Counsel for Petitioner David Schor (ARGUED) Christin N. Whitacre United States Department of Justice Office of Immigration Litigation P.O. Box 878 Ben Franklin Station Washington, DC 20044

Counsel for Respondent

O P I N I ON *

ROTH, Circuit Judge:

Wilson Flores Jimenez seeks review of a June 2, 2021, decision by the Board of

Immigration Appeals (BIA). Because the BIA, and the Immigration Judge (IJ) before it,

had properly considered all the relevant evidence and we cannot reweigh this evidence, we

will deny the petition for review.

I.

Flores Jimenez is a citizen of the Dominican Republic. He entered the United

States in 1999 without being admitted or paroled by an immigration officer. In 2018, he

was arrested for criminal mischief, burglary, and contempt related to violation of a

domestic violence order. The Department of Homeland Security (DHS) encountered him

at a correctional center and issued a Notice to Appear, charging him as removable under

* This disposition is not an opinion of the full Court and pursuant to I.O.P. 5.7 does not constitute binding precedent.

2

8 U.S.C. § 1182

(a)(6)(A)(i). On January 7, 2020, Flores Jimenez appeared with counsel

before an IJ and requested a hearing to assess his mental competency.

The IJ held a mental-competency hearing at which he explained the nature of the

proceedings to Flores Jimenez, who confirmed, in his own words, that he understood why

he was there. He also confirmed that he understood his right to retain counsel and to

present evidence. The IJ heard testimony from Dr. Mihaela Dranoff, who conducted

Flores Jimenez’s psychological evaluation, confirming that Flores Jimenez suffered from

acute stress disorder and suggested that his condition may have progressed to Post-

Traumatic Stress Disorder. At the conclusion of that hearing, the IJ found that Flores

Jimenez was competent to proceed. Alternatively, the IJ found that, even if he were not

mentally competent, sufficient safeguards existed because he was represented by an

attorney.

At a June 17, 2020, hearing, Flores Jimenez explained that he intended to seek

asylum, withholding of removal, protection under the Convention Against Torture

(CAT), and cancellation of removal for certain nonpermanent residents. He submitted

applications for that relief and protection on July 7, 2020.

**Directions for this task:** Please transcribe the court opinion from "Wilson Flores Jimenez" to "petition for review.". Draw only on the court opinion above.

**Data shown:**

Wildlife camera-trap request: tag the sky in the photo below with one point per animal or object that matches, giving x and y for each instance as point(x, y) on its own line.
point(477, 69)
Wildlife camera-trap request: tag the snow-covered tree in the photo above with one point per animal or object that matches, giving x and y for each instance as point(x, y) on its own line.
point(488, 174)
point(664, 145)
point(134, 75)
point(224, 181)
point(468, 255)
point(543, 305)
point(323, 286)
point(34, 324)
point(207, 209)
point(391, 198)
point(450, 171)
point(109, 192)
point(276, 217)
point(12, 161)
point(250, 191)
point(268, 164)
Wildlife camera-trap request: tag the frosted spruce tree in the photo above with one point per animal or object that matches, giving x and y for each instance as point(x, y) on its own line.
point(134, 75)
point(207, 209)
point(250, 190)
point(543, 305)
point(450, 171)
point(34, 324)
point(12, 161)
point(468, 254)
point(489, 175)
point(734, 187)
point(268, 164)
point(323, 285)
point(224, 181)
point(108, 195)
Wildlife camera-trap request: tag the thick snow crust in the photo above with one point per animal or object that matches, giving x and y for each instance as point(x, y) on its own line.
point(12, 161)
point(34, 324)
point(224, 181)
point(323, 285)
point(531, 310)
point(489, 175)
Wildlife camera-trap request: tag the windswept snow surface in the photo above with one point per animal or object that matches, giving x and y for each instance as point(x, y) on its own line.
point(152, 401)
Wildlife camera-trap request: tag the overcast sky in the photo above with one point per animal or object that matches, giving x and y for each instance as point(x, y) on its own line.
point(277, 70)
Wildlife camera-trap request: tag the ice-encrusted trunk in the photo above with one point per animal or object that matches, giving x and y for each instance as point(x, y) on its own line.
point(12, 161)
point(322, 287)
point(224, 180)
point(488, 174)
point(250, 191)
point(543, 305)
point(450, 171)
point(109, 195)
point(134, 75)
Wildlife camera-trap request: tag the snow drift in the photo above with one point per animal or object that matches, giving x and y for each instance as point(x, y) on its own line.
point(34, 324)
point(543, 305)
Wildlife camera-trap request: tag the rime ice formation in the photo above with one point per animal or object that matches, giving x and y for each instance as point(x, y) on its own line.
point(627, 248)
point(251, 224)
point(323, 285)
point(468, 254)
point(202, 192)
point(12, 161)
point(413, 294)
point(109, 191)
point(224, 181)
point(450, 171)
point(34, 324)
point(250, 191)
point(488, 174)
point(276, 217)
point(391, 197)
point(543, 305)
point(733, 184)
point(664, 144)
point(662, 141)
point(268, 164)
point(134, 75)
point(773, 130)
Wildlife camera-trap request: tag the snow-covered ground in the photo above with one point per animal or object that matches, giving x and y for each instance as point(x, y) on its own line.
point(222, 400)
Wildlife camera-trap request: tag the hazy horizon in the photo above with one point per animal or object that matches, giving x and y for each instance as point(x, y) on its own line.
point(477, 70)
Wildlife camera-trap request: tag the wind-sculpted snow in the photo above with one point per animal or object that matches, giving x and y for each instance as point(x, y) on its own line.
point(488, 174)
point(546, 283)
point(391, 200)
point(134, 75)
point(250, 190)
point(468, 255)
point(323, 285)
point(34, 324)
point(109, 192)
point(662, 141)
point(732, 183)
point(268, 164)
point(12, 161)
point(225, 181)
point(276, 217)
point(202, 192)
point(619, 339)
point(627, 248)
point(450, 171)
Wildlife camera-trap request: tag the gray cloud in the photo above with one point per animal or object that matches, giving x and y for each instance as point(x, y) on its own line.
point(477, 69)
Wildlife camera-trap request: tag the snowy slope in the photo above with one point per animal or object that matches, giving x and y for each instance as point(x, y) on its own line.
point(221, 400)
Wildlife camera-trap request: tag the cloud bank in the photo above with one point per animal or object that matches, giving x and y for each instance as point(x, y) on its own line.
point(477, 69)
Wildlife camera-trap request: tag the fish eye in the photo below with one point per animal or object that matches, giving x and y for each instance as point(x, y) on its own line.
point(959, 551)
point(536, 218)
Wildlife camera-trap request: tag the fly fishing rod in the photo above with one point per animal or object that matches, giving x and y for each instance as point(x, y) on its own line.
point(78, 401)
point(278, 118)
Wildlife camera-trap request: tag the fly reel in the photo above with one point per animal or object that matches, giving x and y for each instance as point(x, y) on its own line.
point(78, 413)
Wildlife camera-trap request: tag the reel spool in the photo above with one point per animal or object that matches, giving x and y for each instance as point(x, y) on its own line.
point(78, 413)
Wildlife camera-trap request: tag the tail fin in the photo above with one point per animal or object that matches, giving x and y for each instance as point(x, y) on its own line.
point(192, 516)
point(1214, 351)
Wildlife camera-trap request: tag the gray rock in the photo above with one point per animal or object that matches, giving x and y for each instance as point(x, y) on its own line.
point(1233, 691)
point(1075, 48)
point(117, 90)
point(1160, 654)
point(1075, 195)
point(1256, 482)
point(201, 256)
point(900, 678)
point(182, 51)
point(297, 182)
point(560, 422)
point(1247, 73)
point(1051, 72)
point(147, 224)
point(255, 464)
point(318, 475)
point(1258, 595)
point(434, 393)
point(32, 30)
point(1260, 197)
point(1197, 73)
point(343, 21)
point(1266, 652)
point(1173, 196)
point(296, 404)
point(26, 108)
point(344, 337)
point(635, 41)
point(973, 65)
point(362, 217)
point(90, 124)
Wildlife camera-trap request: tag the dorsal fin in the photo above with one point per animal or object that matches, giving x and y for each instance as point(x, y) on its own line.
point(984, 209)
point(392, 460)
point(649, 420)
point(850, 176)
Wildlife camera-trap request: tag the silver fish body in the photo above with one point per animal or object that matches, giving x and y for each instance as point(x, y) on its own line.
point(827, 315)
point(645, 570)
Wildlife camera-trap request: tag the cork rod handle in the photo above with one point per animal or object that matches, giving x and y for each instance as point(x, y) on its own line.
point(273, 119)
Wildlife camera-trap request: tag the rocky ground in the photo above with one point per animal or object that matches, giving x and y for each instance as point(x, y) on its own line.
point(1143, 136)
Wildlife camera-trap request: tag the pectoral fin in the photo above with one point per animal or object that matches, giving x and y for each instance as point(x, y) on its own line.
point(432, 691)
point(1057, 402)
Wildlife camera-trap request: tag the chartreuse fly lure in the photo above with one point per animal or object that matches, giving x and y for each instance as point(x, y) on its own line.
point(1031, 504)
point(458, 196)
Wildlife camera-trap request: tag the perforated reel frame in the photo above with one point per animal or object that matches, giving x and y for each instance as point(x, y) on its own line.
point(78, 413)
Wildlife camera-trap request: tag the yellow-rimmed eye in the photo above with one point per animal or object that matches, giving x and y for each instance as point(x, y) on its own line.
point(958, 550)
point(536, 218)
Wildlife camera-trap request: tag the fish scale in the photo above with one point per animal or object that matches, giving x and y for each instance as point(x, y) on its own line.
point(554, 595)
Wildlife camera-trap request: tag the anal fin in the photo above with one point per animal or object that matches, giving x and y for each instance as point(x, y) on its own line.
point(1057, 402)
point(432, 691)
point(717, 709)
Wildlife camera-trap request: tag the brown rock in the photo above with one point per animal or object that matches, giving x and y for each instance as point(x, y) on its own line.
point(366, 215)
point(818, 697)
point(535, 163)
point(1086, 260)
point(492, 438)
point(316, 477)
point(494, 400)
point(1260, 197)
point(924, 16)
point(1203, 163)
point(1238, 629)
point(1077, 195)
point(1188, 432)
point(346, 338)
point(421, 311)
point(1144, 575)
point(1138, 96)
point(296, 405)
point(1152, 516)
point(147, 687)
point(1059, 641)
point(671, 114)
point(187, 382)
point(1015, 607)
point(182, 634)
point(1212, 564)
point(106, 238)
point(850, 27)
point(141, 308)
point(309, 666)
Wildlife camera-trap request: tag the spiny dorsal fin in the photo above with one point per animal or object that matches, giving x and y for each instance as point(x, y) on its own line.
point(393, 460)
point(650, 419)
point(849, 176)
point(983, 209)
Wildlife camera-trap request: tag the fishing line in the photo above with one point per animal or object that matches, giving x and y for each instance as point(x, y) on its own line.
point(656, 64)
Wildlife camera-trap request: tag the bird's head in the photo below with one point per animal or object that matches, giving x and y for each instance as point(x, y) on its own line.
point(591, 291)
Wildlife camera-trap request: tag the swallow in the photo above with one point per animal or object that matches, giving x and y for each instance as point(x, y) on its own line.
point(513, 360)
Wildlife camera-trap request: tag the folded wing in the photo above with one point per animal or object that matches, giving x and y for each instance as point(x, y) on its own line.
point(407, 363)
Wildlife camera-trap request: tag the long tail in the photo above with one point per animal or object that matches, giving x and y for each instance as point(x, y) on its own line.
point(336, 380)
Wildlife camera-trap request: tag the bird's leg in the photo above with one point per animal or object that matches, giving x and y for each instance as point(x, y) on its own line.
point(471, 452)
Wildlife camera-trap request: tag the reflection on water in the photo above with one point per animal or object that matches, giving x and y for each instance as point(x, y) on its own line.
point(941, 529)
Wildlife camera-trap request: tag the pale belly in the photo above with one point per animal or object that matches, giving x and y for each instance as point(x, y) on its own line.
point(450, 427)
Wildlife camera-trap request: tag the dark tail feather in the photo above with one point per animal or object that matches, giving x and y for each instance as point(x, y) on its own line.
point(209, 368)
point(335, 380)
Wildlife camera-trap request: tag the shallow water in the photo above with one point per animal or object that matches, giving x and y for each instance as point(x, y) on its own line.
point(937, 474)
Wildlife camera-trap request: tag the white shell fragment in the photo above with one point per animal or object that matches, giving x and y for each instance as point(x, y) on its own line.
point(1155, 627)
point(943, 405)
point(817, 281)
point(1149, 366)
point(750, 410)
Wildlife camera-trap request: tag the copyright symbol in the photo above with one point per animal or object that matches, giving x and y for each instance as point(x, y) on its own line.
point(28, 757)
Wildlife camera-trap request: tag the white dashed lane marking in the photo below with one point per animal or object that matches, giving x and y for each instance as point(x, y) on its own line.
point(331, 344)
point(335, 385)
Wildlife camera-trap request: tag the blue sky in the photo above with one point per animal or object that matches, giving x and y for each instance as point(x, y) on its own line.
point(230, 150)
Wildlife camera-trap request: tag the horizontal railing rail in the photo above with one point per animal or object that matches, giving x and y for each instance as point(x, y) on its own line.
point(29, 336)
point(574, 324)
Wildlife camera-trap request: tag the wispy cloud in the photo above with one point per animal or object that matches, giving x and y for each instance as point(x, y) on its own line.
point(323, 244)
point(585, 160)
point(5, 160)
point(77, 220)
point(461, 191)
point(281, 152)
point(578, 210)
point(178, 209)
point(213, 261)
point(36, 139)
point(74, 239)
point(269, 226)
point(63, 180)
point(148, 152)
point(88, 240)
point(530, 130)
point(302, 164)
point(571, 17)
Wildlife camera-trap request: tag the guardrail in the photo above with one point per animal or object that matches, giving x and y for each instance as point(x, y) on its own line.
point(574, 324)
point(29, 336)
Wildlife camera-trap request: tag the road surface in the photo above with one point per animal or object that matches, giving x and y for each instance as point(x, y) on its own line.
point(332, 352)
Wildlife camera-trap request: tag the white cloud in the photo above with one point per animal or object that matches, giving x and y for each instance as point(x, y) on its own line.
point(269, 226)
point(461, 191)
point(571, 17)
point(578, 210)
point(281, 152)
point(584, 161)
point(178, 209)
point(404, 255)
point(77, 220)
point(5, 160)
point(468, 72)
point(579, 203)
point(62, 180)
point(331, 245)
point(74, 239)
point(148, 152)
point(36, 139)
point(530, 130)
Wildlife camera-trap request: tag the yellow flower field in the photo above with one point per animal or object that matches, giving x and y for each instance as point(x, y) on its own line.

**Result of the task:**
Wilson Flores Jimenez seeks review of a June 2, 2021, decision by the Board of

Immigration Appeals (BIA). Because the BIA, and the Immigration Judge (IJ) before it,

had properly considered all the relevant evidence and we cannot reweigh this evidence, we

will deny the petition for review.